• Texto fuente
○ ○ ○ ○ ○

Yo siento una carga de ir al mundo, porque esta es la misión de la iglesia. La misión de la iglesia es la misma que hubo en Cristo. «Dios estaba en Cristo reconciliando consigo al mundo, no tomándoles en cuenta a los hombres sus pecados». ¿Y cuál es la misión de la iglesia? Dios nos encargó a nosotros el ministerio de la reconciliación. Por eso, al igual que Dios en Cristo, ahora nosotros estamos diciéndole al mundo: «Os rogamos en nombre de Cristo: Reconciliaos con Dios».
Entonces, nos apartamos del mundo, para abandonar el pecado, las tinieblas y el vacío del mundo, pero volvemos al mundo llenos del Espíritu, para ganar al mundo para Cristo. Hoy día, me importan las penas del mundo, me importa la humanidad doliente, me importa que haya gente que muere en las drogas. Me importa, porque al fin de cuentas el Señor nos va a juzgar, porque él nos dirá: «Tuve hambre, y me diste de comer; estuve en la cárcel, y me fuiste a ver; estuve enfermo, y me visitaste».
Los exégetas de las Escrituras dirán que el Señor lo dijo por los judíos. Yo pienso que no, que lo dijo por todo ser humano que vive en ese tiempo apocalíptico, ese tiempo de pensar que Dios no está presente en la historia, que todo es vacío, que todo es absurdo. Ellos no saben que Dios vino en Cristo para reconciliar consigo al mundo. Pero tú y yo lo sabemos, lo hemos experimentado; para nosotros se acabó ese tiempo de vacío, y hoy día estamos en el tiempo de la plenitud de Dios, de la llenura del Espíritu.
La necesidad de vivir la cruz
Y entonces nos preguntamos: ¿Por qué no experimentamos esta plenitud, si esto es lo que la Escritura enseña? Sabemos que esto es así, ¿pero la experiencia práctica?
Un día estábamos diez obreros chilenos sentados alrededor de una mesa, leyendo un libro de Watchman Nee, donde él, reunido con trescientos obreros en China analizaban la obra que habían realizado en los últimos años, y concluían que, en diez años de ministerio, en que habían predicado enfatizando una y otra vez la palabra de la cruz, no habían conseguido ningún resultado.
Cuando leíamos aquello, sacábamos la cuenta que, en la obra hecha en Chile en estos últimos años, enfa-tizando también la palabra de la cruz, en el terreno práctico, cuando queremos tocar a un hermano para decirle: ‘Esto no está bien’, muchas veces encontramos que aun entre los propios obreros, alguien salta para defender su posición, para argumentar en defensa propia, cuando se le está diciendo algo de parte del Señor.

○ ○ ○ ○ ○

• Datos proporcionados
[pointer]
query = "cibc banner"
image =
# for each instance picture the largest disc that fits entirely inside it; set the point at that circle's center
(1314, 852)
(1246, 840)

○ ○ ○ ○ ○

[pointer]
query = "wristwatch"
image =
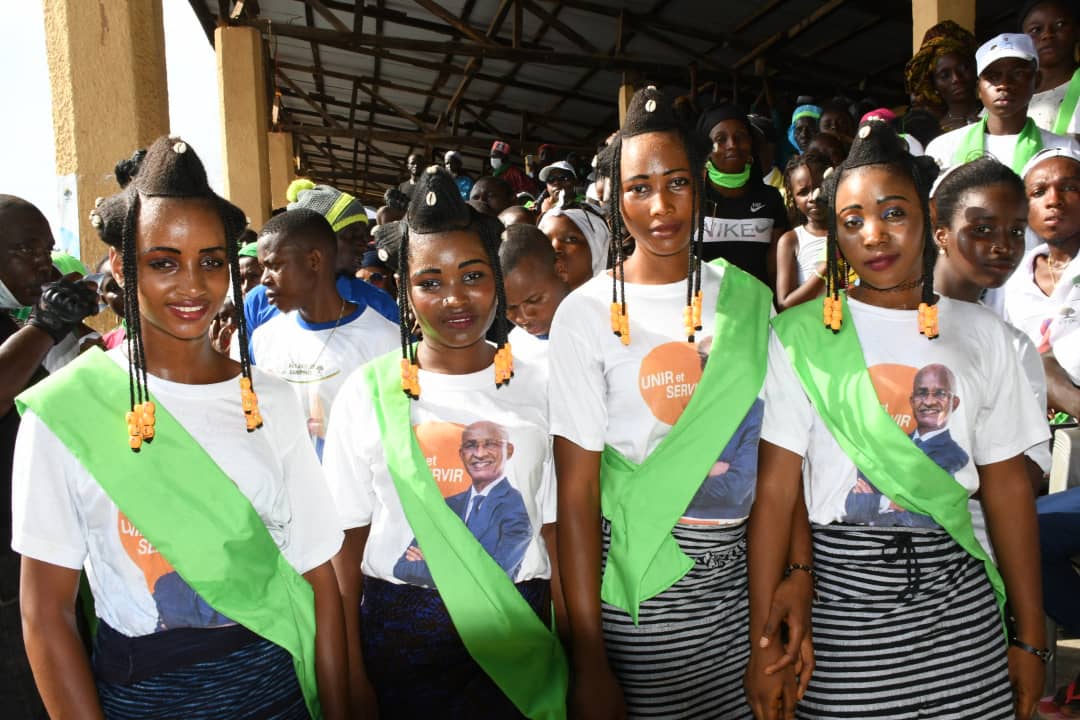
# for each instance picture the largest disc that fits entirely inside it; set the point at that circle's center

○ ○ ○ ○ ○

• Requisitos de la tarea
Prosigue el texto sobre la misión de la iglesia a partir de su última oración. Los datos son un material aparte, independiente del texto sobre la misión de la iglesia.

• Resultado del ejercicio
Entonces, hermanos, tenemos una correcta doctrina del Pentecostés, una correcta doctrina del seguir a Cristo, tenemos la mejor doctrina con respecto a tomar la cruz; pero en el terreno práctico, nos falta todavía vivirlo.
Quiero enfatizar la necesidad de ser llenos del Espíritu. Porque la mejor doctrina, la mejor exégesis bíblica, no produce vida sin el Espíritu Santo. Sin la presencia del Espíritu Santo, no es posible experimentar nada de lo que hemos creído. Entonces, siendo el Señor Jesús el mejor intérprete de la Escritura, el Maestro de los maestros, los discípulos, hasta el último minuto que estuvieron con él, no habían entendido nada de lo que él había expuesto acerca de la palabra de Dios.
Uno de los discípulos le dice: «Señor, ¿qué te parece si, cuando estemos en tu reino, yo me siente a tu derecha, y mi hermano a tu izquierda?». Esa proposición revela que Juan y Jacobo, en tres años y medio de caminar con el Señor, de escuchar la mejor enseñanza, la Palabra que estaba encarnada en Jesucristo, no habían entendido nada. Porque aún no había venido el Espíritu Santo.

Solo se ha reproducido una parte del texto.